Jenkins writes that, time and again, increased access for women to contraception, education, and employment — to opportunities and options about childbearing — is linked to lower fertility. But that doesn’t mean those opportunities are bad — that the genie should or could go back in the bottle, returning American culture to some sort of Leave It to Beaver, mid-century ideal.

“For large sections of the population” in low-fertility cultures, Jenkins writes, “founding a family and raising children cease(s) to be the … defining goal of life.”

But it is still a central desire for many people and an endeavor any society that wants to perpetuate itself should consider a common good. So how could those societies — and the church within them — practically support families?

Braumann, who lives in Germany, said that couples across the world have to make sometimes-impossible calculations around their childbearing choices. In many countries, the dual-income household is not just the norm but a requirement to be able to afford living in or near cities. As rents, mortgages, and rates continue to creep upward, the question, she said, becomes, “How many children can we add to that calculation?”

Rachel Anderson, founder of the Families Valued project at the Center for Public Justice and a resident fellow, wants to see more people who want and have families equipped to support them through policies that serve the common good.

The Creation Mandate, she said, is not just a calling for an individual. “It’s also a vision of a flourishing life that is offered to a whole community.” That vision requires an interdependence between the flourishing of families and the flourishing of communities.

Anderson works out the implications of that mandate in her own life by advocating for policies that would enable more of America’s workers to flourish even as they find ways to care for children or, increasingly, aging parents. That means caring that low-wage jobs are “insufficient to enable workers to build a life for others.” It means encouraging workplaces to be less structured around “ideal workers” who function more like robots than humans and to be more sensitive to needs for regular rest, for health care, and the demands of pregnancy or illness.

She interprets the Creation Mandate as a call to stewardship that encompasses not just our own selves but also “a posture of care for the whole.”

== SUPPLIED ENTRIES ==
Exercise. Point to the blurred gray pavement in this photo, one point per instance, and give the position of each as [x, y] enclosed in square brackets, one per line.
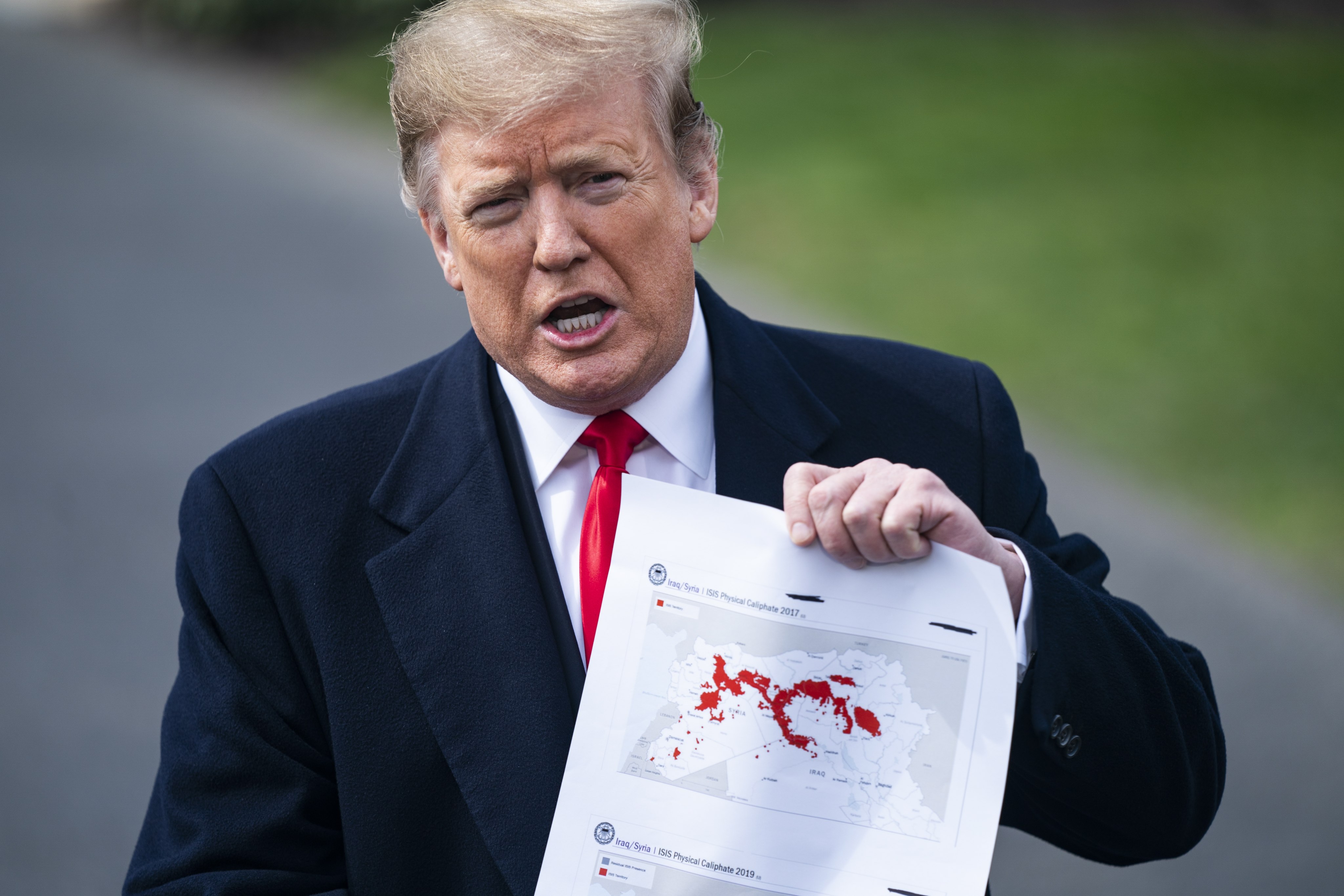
* * *
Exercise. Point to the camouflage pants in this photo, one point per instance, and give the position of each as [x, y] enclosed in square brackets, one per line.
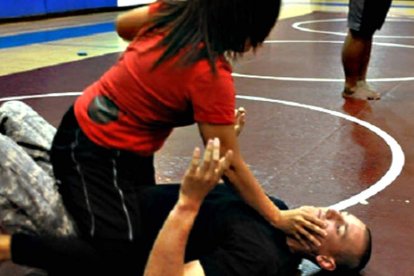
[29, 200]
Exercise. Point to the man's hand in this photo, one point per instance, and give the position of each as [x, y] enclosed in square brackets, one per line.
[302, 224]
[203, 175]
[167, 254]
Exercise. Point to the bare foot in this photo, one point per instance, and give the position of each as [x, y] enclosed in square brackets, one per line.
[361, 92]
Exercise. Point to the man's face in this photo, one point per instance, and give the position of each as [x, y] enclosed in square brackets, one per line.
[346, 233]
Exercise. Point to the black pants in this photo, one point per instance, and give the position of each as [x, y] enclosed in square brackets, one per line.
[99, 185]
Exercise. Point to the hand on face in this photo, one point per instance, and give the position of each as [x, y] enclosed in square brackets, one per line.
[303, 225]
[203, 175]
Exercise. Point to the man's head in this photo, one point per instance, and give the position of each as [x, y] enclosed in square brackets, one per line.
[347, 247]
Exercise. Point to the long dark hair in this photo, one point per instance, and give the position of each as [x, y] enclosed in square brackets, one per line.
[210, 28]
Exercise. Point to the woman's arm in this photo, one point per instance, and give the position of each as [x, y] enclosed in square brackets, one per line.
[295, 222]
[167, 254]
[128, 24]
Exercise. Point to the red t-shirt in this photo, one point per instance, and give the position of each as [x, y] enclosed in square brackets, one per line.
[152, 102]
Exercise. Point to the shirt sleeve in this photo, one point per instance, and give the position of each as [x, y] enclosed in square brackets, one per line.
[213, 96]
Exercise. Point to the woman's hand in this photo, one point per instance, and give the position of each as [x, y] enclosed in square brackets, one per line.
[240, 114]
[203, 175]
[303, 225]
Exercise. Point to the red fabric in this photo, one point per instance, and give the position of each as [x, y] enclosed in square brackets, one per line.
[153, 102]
...
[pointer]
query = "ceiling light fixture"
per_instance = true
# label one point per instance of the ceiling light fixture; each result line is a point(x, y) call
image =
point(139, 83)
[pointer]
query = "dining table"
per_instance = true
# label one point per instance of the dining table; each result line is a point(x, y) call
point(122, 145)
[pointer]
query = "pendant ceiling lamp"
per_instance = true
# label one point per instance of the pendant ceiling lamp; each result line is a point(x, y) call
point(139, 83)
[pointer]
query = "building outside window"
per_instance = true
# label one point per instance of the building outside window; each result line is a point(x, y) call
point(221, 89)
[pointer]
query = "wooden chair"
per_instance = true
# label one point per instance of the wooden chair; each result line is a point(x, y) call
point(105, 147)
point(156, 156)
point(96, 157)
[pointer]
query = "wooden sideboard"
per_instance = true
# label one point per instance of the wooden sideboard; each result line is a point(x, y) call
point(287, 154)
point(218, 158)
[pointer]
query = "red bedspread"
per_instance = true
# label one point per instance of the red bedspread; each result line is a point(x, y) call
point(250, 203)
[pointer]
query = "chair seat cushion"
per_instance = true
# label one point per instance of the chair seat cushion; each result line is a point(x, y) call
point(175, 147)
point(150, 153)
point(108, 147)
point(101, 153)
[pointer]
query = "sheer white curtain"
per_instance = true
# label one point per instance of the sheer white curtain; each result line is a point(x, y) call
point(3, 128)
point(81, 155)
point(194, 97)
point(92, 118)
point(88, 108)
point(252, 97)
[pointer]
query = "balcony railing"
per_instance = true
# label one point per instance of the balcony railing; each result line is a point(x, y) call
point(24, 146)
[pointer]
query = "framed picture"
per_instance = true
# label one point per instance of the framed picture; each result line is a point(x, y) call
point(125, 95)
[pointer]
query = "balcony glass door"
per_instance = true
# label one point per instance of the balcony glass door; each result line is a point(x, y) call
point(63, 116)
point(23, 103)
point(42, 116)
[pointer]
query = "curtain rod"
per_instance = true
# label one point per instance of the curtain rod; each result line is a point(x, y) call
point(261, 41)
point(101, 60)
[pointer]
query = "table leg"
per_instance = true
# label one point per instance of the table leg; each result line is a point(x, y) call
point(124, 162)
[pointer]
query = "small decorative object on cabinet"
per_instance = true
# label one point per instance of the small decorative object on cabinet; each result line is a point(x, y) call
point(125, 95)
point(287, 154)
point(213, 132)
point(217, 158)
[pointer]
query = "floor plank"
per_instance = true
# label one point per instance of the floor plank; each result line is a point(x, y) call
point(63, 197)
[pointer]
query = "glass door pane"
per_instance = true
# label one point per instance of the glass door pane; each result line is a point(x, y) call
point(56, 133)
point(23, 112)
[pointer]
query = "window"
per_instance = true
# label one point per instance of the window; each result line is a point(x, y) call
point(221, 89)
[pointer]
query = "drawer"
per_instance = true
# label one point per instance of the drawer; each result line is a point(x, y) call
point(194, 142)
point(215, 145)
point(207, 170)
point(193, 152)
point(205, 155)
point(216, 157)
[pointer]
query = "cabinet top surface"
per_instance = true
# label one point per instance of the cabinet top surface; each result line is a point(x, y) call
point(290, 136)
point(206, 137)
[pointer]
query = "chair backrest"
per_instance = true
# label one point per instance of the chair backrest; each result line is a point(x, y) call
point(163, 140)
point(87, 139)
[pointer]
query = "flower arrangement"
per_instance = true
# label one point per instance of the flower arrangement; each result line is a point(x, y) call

== DIRECTIONS ==
(1) In the text on falling fertility and support for families, what project did Rachel Anderson found?
(2) Continue the text on falling fertility and support for families from where it stops.

== ANSWERS FOR THE TASKS ==
(1) She founded the Families Valued project at the Center for Public Justice.

(2)
The pandemic highlighted many of the ways in which the modern workplace falls short of these goals. Nearly 1.8 million women, in particular, left the U.S. workforce during the pandemic as they cared for children or found their work unable to accommodate the changes it ushered in. Many of them have not returned.

Meyer says many workplaces aren’t set up to equip parents to raise children while working or caring for ill loved ones. That’s because, “in America, we haven’t considered the whole person and their integrated callings (and) we haven’t built workplaces or social structures around that.”

But, in the absence of these systems, perhaps there’s an opportunity for the church to play a greater role. She’d love to see churches not just bringing meals when a new baby is born but also providing affordable, high-quality childcare to their communities, for example.

“Sometimes, I’ll look at social problems that we’re facing,” Meyer said, “and I’ll say, ‘Wow, here is an opportunity for distinctive kingdom impact.’”

Perhaps all our childbearing choices are based less on facts than they are on feelings. I still can’t answer the question about why we have the number of kids we have. I know we’ve never quite felt “ready” to welcome another life into this world, or fully assured we’d be able to support each child into adulthood.

But every time we’ve run headlong into our lack, we’ve also stumbled into God’s providence. There aren’t a whole lot of guarantees in parenting. But having a child has always been an act of faith.